> [Exercise description]: Output, word for word, the line that contains "Query: blue vinyl siding" and all lines following it to the end of the listing. Drop the pictures.

> [Data section]:
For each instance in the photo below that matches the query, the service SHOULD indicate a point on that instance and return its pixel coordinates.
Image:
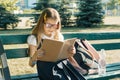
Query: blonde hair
(46, 14)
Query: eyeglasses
(48, 25)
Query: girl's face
(50, 26)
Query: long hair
(46, 14)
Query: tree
(9, 5)
(6, 18)
(90, 14)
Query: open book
(56, 50)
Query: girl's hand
(40, 53)
(71, 51)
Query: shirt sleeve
(31, 40)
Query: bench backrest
(22, 40)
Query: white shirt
(33, 41)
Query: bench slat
(13, 39)
(93, 36)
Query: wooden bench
(113, 69)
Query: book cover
(56, 50)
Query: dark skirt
(61, 70)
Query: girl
(48, 27)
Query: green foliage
(91, 13)
(6, 18)
(9, 5)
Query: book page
(64, 51)
(52, 49)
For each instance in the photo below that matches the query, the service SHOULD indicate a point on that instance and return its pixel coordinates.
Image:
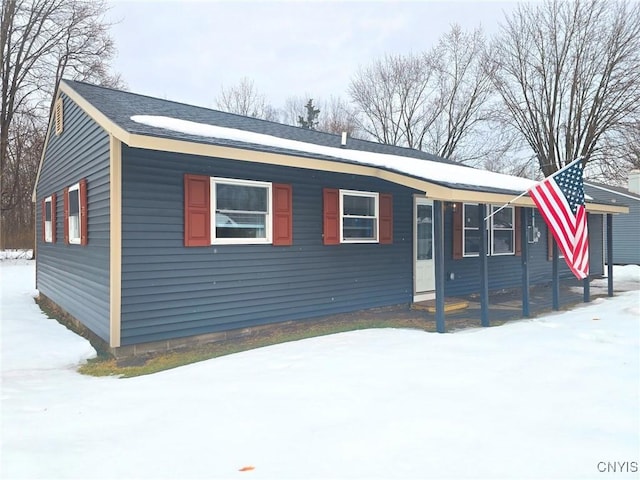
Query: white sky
(185, 51)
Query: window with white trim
(500, 230)
(358, 216)
(241, 211)
(74, 214)
(48, 220)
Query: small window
(74, 214)
(502, 231)
(359, 216)
(241, 211)
(471, 230)
(48, 220)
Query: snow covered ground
(552, 397)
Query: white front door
(425, 282)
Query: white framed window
(359, 216)
(74, 214)
(471, 230)
(48, 219)
(500, 230)
(241, 211)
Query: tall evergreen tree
(311, 120)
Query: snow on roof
(424, 169)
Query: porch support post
(609, 255)
(484, 271)
(525, 261)
(586, 292)
(586, 295)
(555, 284)
(438, 248)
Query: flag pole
(527, 191)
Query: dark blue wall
(505, 271)
(77, 277)
(169, 290)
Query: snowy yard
(552, 397)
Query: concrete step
(450, 305)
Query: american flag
(560, 199)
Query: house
(160, 223)
(626, 228)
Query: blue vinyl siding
(73, 276)
(626, 227)
(505, 271)
(169, 290)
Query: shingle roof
(119, 106)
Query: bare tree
(337, 116)
(393, 99)
(42, 40)
(568, 75)
(244, 99)
(436, 101)
(463, 86)
(622, 155)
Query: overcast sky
(186, 51)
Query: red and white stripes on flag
(560, 199)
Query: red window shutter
(66, 215)
(331, 216)
(197, 211)
(282, 214)
(44, 219)
(517, 212)
(53, 218)
(457, 231)
(386, 218)
(84, 213)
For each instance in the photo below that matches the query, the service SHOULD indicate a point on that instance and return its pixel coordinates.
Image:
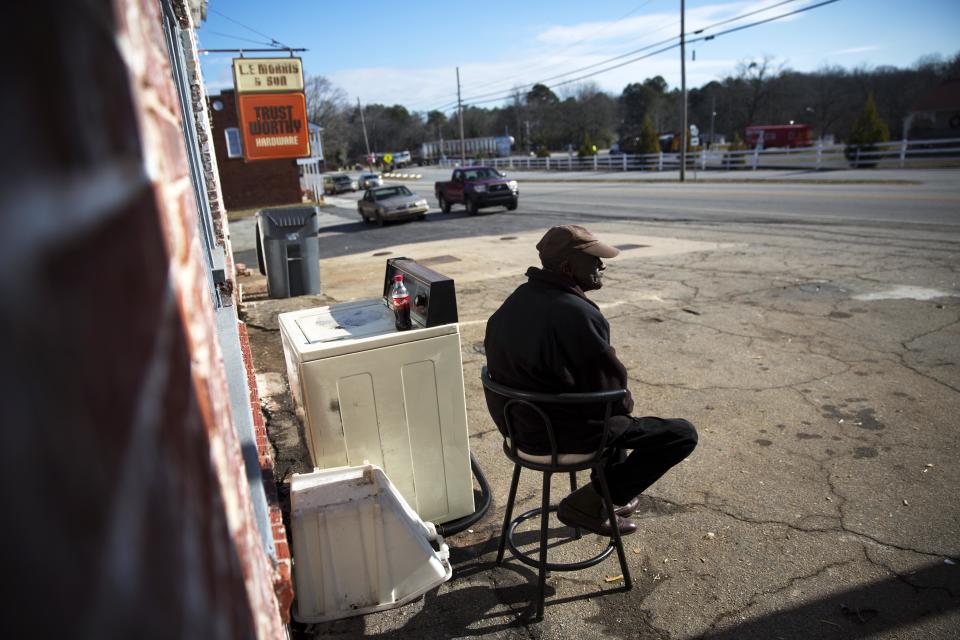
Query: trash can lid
(292, 217)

> [Written response]:
Query: blue vinyl siding
(73, 276)
(626, 227)
(505, 271)
(169, 290)
Query: shingle roof
(119, 106)
Query: bare tree
(337, 116)
(393, 99)
(42, 40)
(568, 75)
(244, 99)
(436, 101)
(463, 86)
(622, 155)
Query: overcast sky
(186, 51)
Query: red and white stripes on flag
(560, 199)
Query: red window shutter
(66, 215)
(331, 216)
(197, 211)
(282, 214)
(44, 219)
(517, 212)
(53, 218)
(457, 231)
(386, 218)
(84, 213)
For each instance in the photo below that matches the query, the service SHOULD indicate a point on that instance and return its pixel coordinates.
Image:
Query: trash can lid
(292, 217)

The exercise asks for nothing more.